» **WHAT THIS TASK INVOLVES**
Your response should be an exact transcription of the data, images excluded.
Start of DATA UNDER STUDY
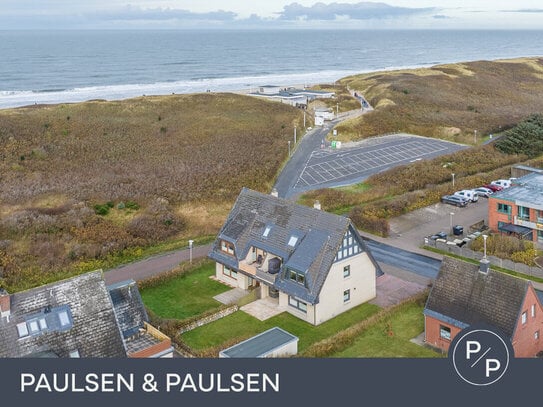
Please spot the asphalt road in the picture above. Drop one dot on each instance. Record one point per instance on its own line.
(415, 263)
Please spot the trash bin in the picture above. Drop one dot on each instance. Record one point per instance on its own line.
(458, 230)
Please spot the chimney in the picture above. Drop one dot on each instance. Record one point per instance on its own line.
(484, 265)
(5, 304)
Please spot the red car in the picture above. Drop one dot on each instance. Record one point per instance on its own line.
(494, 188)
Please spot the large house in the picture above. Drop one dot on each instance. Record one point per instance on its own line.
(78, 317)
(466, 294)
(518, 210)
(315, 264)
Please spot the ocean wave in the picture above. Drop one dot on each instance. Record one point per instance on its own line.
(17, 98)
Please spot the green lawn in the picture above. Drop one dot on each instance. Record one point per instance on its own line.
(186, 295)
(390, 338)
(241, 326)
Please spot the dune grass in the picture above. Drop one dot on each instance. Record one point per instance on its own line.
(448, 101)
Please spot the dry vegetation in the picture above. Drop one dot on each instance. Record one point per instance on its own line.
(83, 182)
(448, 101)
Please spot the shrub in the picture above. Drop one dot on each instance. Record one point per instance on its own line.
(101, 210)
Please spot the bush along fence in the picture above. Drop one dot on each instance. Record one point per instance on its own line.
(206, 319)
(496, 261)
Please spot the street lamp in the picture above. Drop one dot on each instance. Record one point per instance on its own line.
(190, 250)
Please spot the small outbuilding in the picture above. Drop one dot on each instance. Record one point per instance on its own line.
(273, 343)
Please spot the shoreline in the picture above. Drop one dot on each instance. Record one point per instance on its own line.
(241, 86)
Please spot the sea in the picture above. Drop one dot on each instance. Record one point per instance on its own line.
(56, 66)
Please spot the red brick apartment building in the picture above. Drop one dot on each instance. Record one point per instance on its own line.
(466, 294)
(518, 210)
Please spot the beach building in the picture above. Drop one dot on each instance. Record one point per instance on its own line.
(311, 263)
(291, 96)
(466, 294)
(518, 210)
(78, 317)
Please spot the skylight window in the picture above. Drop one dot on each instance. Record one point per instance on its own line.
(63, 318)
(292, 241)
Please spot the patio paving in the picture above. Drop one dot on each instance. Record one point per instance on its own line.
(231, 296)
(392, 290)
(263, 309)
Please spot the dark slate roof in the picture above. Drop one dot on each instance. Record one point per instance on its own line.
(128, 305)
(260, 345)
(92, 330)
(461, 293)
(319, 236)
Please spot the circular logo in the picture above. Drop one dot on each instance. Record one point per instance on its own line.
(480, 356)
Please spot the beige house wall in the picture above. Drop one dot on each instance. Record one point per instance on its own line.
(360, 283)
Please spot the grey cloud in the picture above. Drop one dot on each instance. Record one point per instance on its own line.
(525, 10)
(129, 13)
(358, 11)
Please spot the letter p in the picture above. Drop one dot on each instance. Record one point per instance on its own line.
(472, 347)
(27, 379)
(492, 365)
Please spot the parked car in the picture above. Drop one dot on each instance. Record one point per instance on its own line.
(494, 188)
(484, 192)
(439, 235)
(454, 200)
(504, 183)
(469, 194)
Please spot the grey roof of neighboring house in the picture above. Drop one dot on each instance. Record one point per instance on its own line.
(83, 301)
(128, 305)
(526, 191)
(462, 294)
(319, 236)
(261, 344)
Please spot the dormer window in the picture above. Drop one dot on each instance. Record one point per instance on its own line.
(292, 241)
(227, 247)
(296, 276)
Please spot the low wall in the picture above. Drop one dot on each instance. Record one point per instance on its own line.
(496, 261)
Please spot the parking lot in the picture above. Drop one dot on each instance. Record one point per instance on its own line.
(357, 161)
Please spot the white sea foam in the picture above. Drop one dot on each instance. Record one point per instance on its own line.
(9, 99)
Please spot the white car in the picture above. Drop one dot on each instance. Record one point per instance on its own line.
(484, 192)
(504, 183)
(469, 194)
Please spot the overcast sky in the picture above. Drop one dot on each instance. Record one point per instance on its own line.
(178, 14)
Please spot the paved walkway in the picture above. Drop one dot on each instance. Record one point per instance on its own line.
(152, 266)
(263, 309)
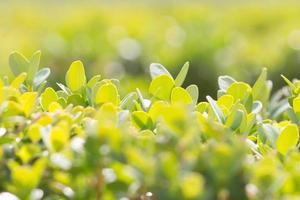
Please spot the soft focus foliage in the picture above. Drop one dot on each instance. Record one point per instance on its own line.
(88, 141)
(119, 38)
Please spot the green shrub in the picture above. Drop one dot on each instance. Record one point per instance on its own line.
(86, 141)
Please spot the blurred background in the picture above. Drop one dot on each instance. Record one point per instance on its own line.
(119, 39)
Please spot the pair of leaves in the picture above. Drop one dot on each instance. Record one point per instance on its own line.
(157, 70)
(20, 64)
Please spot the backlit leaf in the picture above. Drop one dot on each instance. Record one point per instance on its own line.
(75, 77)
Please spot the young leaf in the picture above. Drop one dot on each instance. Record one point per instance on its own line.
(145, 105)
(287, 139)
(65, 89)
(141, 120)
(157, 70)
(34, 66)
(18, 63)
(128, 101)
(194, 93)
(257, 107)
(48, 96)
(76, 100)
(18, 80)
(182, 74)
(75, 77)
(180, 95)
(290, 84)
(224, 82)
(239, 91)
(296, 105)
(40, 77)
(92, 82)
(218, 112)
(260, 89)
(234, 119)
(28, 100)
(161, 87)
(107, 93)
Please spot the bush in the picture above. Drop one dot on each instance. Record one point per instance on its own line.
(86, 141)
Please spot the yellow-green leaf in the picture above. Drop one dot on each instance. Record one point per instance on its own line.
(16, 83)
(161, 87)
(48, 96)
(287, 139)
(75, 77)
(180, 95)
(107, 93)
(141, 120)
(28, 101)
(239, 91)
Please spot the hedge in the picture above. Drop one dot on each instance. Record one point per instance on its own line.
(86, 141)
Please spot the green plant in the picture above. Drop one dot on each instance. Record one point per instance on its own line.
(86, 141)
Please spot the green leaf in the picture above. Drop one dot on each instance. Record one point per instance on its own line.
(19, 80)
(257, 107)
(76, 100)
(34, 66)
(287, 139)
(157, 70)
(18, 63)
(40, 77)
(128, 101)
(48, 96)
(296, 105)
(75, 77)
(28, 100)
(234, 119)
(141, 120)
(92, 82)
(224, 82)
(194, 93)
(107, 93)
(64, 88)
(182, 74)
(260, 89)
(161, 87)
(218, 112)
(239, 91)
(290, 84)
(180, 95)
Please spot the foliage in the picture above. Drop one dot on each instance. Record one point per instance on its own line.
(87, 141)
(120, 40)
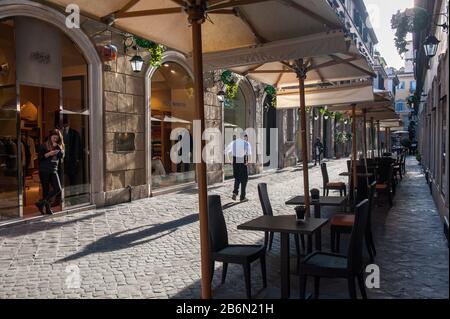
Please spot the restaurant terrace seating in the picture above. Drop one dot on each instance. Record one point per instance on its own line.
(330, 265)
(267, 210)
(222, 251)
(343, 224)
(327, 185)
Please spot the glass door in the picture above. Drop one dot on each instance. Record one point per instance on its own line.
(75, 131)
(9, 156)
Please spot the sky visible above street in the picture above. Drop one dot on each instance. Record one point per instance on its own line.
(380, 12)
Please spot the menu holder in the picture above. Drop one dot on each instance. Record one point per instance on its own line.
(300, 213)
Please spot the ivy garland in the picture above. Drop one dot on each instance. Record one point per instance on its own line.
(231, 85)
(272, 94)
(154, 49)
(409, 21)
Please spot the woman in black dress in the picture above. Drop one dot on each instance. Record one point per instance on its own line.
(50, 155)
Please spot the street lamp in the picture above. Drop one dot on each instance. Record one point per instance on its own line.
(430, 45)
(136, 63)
End of DATA UNDER STUDY
» **ANSWER FOR THIS EXERCISE**
Please spot the asphalt road in the picture above. Drop one dot on each instance. Record one point per instance on its own line.
(415, 263)
Please spot the trash bin in the picture above. Drop one dot on each instance. Record one point per instance on its own line.
(458, 230)
Please spot the chimney in the picture above. Drop one dot on each instance. Record one point per instance on its own line.
(484, 265)
(5, 304)
Please spot the red car in the picture above. Drop one dot on each instance. Record one point per instance on its own line.
(494, 188)
Please spot the large house in the picture above. Drop one dot on each instance. Record one point per instance on its own line.
(78, 317)
(466, 294)
(518, 210)
(315, 264)
Please spot the ocean wave in the picture above. Drop one dot on each instance. Record one point per instance on its own line.
(17, 98)
Please spot the green lawn in the picture above. Drop one dot on each instance. Record one point per instance on its own line.
(186, 295)
(390, 338)
(241, 326)
Please spot the dune grass in the picture above. Drop one dot on each instance. Record one point per instance on its own line.
(448, 101)
Please spot the dry vegetation in the picture above. Drop one dot on each instance. Record one point per instance on its own line.
(83, 182)
(448, 101)
Please spot the shrub in the picture above. Drop one dot on each instance. Record one point per instance on its own line.
(101, 210)
Please spot the bush along fence in the picture above. Drop one dot on each instance. Record one point per instance on its own line.
(206, 319)
(496, 261)
Please spot the street lamp in the picture above. Drop one dot on each instance. Record one point per instance on its own line.
(190, 250)
Please spot the small outbuilding in the picture above. Drop one dot on each instance. Record one point per instance on its own line.
(273, 343)
Please spot the shoreline in the picture above. Drop one dot on each instance. Record one point per instance on its own line.
(241, 86)
Please spot the sea in the picture above. Drop one dot on each instance. Record one point per instance on its own line.
(56, 66)
Please spot the red brick apartment building in the picture above. Drop one dot on each instance. Record one point per instance on its own line.
(466, 294)
(518, 210)
Please spot the beach building in the picture above. Drop one dot on each instance. Record one point per instance on its own line.
(311, 263)
(291, 96)
(466, 294)
(518, 210)
(78, 317)
Please spot the skylight window in the picture above. Drop one dot on each instance. Record one point per instance on its own line.
(63, 318)
(292, 241)
Please spot the patio paving in the picture above. Drop one dot on each instance. Record one point per instance on its own line.
(231, 296)
(392, 290)
(263, 309)
Please spot the dark slate roof in the picture above. Drop one dot on each instance. Record one point per instance on its own line.
(128, 305)
(260, 345)
(92, 330)
(461, 293)
(319, 236)
Please spot the circular logo in the picture above. Drop one dot on each instance. Record one point per instance on its own line.
(480, 356)
Please spot the beige house wall in the picture above. Drop one dot on each instance. Record one point per instance on its own line.
(360, 283)
Please spot the grey cloud in the picture above. Drop one dot on each instance. Record one point per instance on its own line.
(525, 10)
(129, 13)
(358, 11)
Please spot the letter p in the picture above. Drop one dot on each instance. Record one point per instance on its own line.
(472, 347)
(27, 379)
(492, 365)
Please spot the parked car in the picture above. Drop one dot on each instance. Record one point per instance on its own line.
(494, 188)
(484, 192)
(439, 235)
(454, 200)
(504, 183)
(469, 194)
Please spot the grey roof of neighboring house in the picture above. Drop one dot on each instance. Record one point per instance on its own line.
(83, 301)
(128, 305)
(526, 191)
(462, 294)
(319, 236)
(261, 344)
Please spot the dormer window in the picture above. Drop one dot on each instance. Record one point per instance on its own line.
(292, 241)
(227, 247)
(296, 276)
Please spot the low wall in the picture above. Drop one dot on each instance. Record one point per instance on its own line.
(496, 261)
Please spot the parking lot in the picture above. Drop one dot on each instance. Record one point per instance on its own line.
(357, 161)
Please spot the white sea foam in the picture above. Drop one dot on each instance. Record one point per instance on its own line.
(9, 99)
Please spot the white car in the picture above. Drop one dot on each instance. Record one point per instance on its own line.
(484, 192)
(504, 183)
(469, 194)
Please spot the overcast sky in the picture above. Drop one dot on each instance. Record one point per instance on its own line.
(178, 14)
Please spot the paved walkway in the picture above. Drop one dot on each instance. Record one point per instance on its own line.
(152, 266)
(263, 309)
Please spot the soft focus foliage in the picture above. Drop one dot on each instance. Record one point per instance on its own line.
(88, 141)
(119, 38)
Please spot the green shrub in the picture above. Drop one dot on each instance. Record one point per instance on its own line.
(86, 141)
Please spot the blurred background in the picture above. Drop one dot on each instance. Record one point per instance on its own line.
(119, 39)
Please spot the pair of leaves in the picture above. Drop one dot on each instance. Record one point per instance on its own line.
(157, 70)
(20, 64)
Please spot the backlit leaf in the picture above. Drop one dot on each instance. Record one point per instance on its own line.
(75, 77)
Please spot the young leaf in the picture above. Drop one dot on each instance. Record one point per instance on its own line.
(145, 105)
(287, 139)
(65, 89)
(141, 120)
(157, 70)
(34, 66)
(18, 63)
(128, 101)
(194, 93)
(257, 107)
(48, 96)
(76, 100)
(18, 80)
(182, 74)
(75, 77)
(180, 95)
(290, 84)
(224, 82)
(239, 91)
(296, 105)
(40, 77)
(92, 82)
(218, 112)
(260, 89)
(234, 119)
(28, 100)
(161, 87)
(107, 93)
Please spot the bush in the picture above. Drop one dot on each instance. Record one point per instance on its own line.
(86, 141)
Please spot the yellow-green leaf in the picture above. Drop one dot on each instance. Record one point per instance on its own line.
(16, 83)
(161, 87)
(48, 96)
(287, 139)
(75, 77)
(180, 95)
(107, 93)
(141, 120)
(28, 101)
(239, 91)
Please spot the hedge in the picture above. Drop one dot on each instance. Record one point per instance on its own line.
(86, 141)
Please spot the green plant in the picture above. Drop one dot on each instance. Record one point per instance on its own line.
(86, 141)
Please spot the green leaf in the picture above. Drop one dot on each instance. Record one point per instance on its own line.
(19, 80)
(257, 107)
(76, 100)
(34, 66)
(287, 139)
(157, 70)
(18, 63)
(40, 77)
(128, 101)
(48, 96)
(296, 105)
(75, 77)
(28, 100)
(234, 119)
(141, 120)
(92, 82)
(224, 82)
(194, 93)
(107, 93)
(64, 88)
(182, 74)
(260, 89)
(161, 87)
(218, 112)
(239, 91)
(290, 84)
(180, 95)
Please spot the foliage in the picture above. Drop one dot on each instance. Record one point per instance on its own line.
(87, 141)
(120, 40)
Please spot the restaurant terrace seating in the picture above. Drop one dot on each instance. Record one point per instance on its own line.
(330, 265)
(267, 210)
(222, 251)
(343, 224)
(327, 185)
Please spot the glass door in the picture above. Drop one dot on each instance. Record one point per instance on its own line.
(75, 131)
(9, 156)
Please spot the sky visible above street in the picture above. Drop one dot on each instance. Record one point per instance on its own line.
(380, 12)
Please spot the menu holder in the picture above. Drop one dot on each instance. Record one point per instance on its own line.
(300, 213)
Please spot the ivy garland in the picture above. Drop one dot on each instance. Record one point per instance on its own line.
(231, 85)
(272, 94)
(154, 49)
(409, 21)
Please spot the woman in black dress in the picture above. Drop one dot on each instance. Record one point per instance on its own line.
(50, 155)
Please spot the street lamp in the picture above. Drop one dot on each instance. Record one point per instance on its own line.
(430, 45)
(136, 63)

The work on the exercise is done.